[Location identification data]
* * * *

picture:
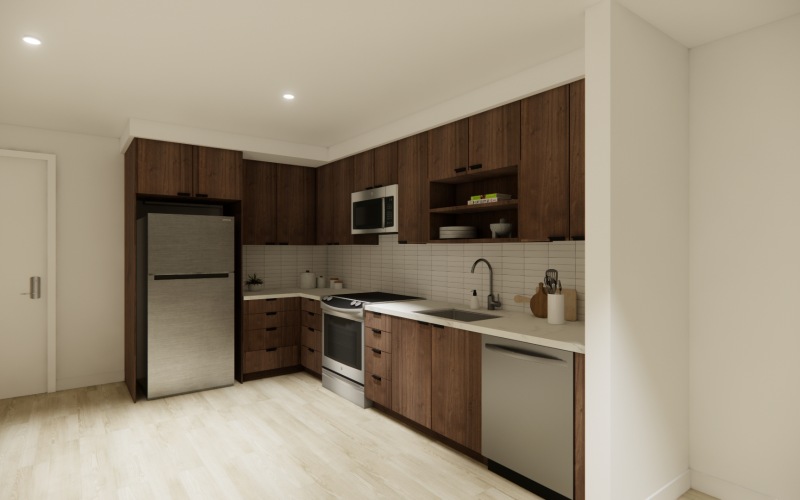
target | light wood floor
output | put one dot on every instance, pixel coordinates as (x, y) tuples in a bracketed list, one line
[(283, 437)]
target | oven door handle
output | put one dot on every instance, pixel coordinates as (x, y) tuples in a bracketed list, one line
[(354, 314)]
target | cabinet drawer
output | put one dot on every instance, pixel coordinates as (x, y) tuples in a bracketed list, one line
[(378, 389), (310, 305), (271, 305), (311, 358), (378, 362), (271, 319), (311, 337), (313, 320), (276, 336), (378, 339), (271, 359), (377, 320)]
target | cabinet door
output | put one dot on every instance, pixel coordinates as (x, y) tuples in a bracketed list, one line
[(258, 203), (494, 138), (411, 370), (296, 205), (456, 385), (448, 150), (163, 168), (326, 184), (577, 169), (412, 163), (218, 174), (364, 170), (544, 169), (385, 165), (343, 174)]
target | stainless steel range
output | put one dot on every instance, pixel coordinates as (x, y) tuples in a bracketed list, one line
[(343, 342)]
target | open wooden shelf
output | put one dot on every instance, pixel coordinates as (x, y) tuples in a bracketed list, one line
[(483, 207)]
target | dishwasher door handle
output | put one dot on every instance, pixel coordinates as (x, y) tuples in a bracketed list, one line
[(526, 355)]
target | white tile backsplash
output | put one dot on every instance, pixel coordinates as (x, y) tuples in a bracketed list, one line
[(433, 271)]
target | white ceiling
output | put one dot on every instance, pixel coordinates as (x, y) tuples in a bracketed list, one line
[(355, 65)]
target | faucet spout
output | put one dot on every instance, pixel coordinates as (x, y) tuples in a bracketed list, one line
[(492, 303)]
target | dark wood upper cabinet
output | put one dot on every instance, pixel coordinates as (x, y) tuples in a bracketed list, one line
[(296, 205), (577, 168), (259, 203), (494, 138), (334, 187), (364, 170), (163, 168), (544, 169), (412, 167), (456, 385), (385, 165), (279, 204), (411, 370), (171, 169), (218, 173), (376, 167), (448, 150)]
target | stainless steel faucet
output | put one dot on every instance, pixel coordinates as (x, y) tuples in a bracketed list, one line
[(492, 301)]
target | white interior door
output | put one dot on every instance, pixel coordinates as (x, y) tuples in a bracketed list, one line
[(27, 262)]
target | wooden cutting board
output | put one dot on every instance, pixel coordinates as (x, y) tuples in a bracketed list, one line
[(539, 302), (570, 304)]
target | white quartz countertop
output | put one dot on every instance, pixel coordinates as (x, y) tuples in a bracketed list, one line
[(512, 325)]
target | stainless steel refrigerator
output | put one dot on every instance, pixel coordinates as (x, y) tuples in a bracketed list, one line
[(185, 297)]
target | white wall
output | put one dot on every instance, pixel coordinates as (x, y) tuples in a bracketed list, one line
[(636, 258), (89, 260), (745, 264)]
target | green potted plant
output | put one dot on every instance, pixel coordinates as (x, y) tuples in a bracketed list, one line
[(254, 283)]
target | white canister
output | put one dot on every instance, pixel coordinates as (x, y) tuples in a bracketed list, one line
[(555, 309), (307, 280)]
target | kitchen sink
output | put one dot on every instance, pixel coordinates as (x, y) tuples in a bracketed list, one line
[(458, 314)]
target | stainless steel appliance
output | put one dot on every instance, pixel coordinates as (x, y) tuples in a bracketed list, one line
[(343, 342), (374, 210), (185, 304), (527, 422)]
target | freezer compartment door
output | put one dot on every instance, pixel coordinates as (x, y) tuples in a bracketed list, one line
[(190, 244), (190, 335)]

* * * *

▶ SHORT EXERCISE: Reproduce the lines above, starting from the line with "target | stainless steel refrigerator" up to and including the line with "[(254, 283)]".

▶ RESULT OF THE EXERCISE:
target | stainless steel refrigerator
output | put one dot on every instance, pixel coordinates as (x, y) tuples in a bracketed list, one line
[(185, 297)]
target | white wall
output | put one dot on every instance, pixel coordinates as (x, y) tuples in a bracketed list, one line
[(636, 258), (89, 260), (745, 264)]
target | green potted plant
output | put one dot on every instance, pixel coordinates as (x, y) tuples in a bracketed list, one line
[(254, 283)]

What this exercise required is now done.